======== RECORDS PROVIDED ========

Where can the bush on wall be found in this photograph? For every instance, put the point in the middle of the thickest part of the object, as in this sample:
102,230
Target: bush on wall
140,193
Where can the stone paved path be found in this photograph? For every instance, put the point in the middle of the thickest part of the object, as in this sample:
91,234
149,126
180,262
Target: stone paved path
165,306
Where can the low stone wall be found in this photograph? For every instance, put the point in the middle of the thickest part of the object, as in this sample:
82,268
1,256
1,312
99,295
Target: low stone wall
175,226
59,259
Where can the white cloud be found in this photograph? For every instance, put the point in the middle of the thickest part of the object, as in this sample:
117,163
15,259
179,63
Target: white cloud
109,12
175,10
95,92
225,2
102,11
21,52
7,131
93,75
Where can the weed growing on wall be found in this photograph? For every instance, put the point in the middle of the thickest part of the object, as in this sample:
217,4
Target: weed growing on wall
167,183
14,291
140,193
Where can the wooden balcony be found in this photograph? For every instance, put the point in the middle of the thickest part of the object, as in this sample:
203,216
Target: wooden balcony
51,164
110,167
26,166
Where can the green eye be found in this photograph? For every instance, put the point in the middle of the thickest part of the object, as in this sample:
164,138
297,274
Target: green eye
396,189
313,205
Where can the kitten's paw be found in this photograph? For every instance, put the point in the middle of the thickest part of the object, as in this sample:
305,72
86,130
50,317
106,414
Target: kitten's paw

========

** DESCRIPTION OF THE TASK **
Show each line of the material above where "kitten" occurs.

** SOLUTION TO THIS PROBLEM **
Where can the kitten's paw be found in this photograph? For every instance, put the point in the middle of the thickest part of the object, as in this sample:
Target: kitten's paw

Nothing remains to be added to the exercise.